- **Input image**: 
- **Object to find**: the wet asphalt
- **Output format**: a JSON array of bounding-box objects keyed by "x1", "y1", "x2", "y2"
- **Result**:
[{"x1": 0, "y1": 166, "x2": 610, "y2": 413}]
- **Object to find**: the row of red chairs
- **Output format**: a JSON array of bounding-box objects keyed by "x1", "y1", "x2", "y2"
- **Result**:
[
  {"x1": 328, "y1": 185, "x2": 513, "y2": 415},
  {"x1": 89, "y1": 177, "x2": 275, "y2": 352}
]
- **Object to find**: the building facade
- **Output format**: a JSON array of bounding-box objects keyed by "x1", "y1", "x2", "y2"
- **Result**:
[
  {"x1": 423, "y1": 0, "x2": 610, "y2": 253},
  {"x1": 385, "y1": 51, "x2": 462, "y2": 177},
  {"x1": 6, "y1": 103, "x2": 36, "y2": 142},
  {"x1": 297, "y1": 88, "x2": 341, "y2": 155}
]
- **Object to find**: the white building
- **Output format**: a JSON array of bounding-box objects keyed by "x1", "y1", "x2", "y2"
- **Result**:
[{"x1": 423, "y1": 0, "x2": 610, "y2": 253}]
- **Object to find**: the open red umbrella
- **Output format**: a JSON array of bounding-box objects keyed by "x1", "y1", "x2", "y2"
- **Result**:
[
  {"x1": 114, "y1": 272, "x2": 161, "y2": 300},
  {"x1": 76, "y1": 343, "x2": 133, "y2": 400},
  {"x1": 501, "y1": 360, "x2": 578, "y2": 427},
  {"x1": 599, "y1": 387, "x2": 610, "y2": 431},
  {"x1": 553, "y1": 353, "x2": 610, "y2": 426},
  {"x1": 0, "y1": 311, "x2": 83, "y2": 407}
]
________
| Exercise objective |
Reproduce the listing above word for word, with every line in its original order and formatting.

| Full output |
- **Input image**: 
- **Object to find**: the wet asphalt
- **Output format**: a JSON array of bounding-box objects keyed by "x1", "y1", "x2", "y2"
- **Result**:
[{"x1": 0, "y1": 166, "x2": 610, "y2": 413}]
- **Object to find**: the row of red chairs
- **Output format**: a JSON array of bounding-box objects keyed by "x1", "y1", "x2", "y2"
- **Result**:
[
  {"x1": 328, "y1": 185, "x2": 513, "y2": 415},
  {"x1": 89, "y1": 177, "x2": 275, "y2": 352}
]
- **Object to find**: the building facade
- **Output format**: a JSON array of bounding-box objects keyed by "x1", "y1", "x2", "y2"
- **Result**:
[
  {"x1": 423, "y1": 0, "x2": 610, "y2": 253},
  {"x1": 385, "y1": 51, "x2": 462, "y2": 177},
  {"x1": 6, "y1": 103, "x2": 36, "y2": 142},
  {"x1": 297, "y1": 88, "x2": 341, "y2": 155}
]
- **Object to find**: the white building
- **Output format**: a JSON array of bounding-box objects keyed by "x1", "y1", "x2", "y2"
- **Result**:
[{"x1": 423, "y1": 0, "x2": 610, "y2": 253}]
- **Object to find**: the open red umbrella
- **Output format**: a JSON array of bounding-box objects keyed by "x1", "y1", "x2", "y2"
- **Result**:
[
  {"x1": 114, "y1": 272, "x2": 161, "y2": 300},
  {"x1": 76, "y1": 343, "x2": 133, "y2": 400},
  {"x1": 501, "y1": 360, "x2": 578, "y2": 427},
  {"x1": 599, "y1": 387, "x2": 610, "y2": 431},
  {"x1": 553, "y1": 353, "x2": 610, "y2": 426},
  {"x1": 0, "y1": 311, "x2": 83, "y2": 407}
]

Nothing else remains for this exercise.